* Task instructions: Only the lines from the one containing "Would you be able to mark the navy" through the last line of the data are to be written out, exactly and in full.

* Given records:
*** Begin section ***

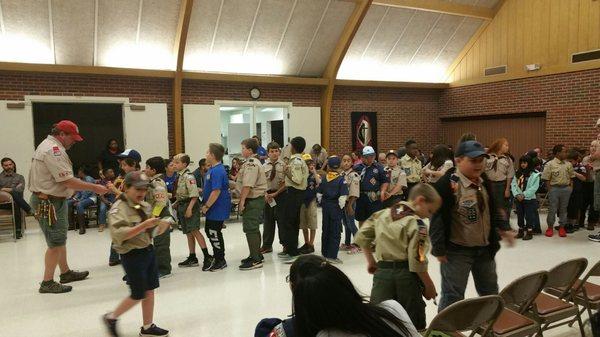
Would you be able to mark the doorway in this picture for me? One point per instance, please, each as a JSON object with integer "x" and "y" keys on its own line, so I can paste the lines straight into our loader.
{"x": 97, "y": 123}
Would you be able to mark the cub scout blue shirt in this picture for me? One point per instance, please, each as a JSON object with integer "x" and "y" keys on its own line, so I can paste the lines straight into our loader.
{"x": 371, "y": 177}
{"x": 216, "y": 179}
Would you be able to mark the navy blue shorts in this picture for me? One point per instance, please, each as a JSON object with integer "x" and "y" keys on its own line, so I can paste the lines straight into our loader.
{"x": 141, "y": 270}
{"x": 365, "y": 207}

*** End section ***

* Solution for this exercise:
Would you be able to mark the navy blue shorts in this picture for me? One point per instance, please, each as a JSON object with integer "x" and "y" keys on its own line, so I can paste the lines straight into our loader.
{"x": 141, "y": 270}
{"x": 365, "y": 207}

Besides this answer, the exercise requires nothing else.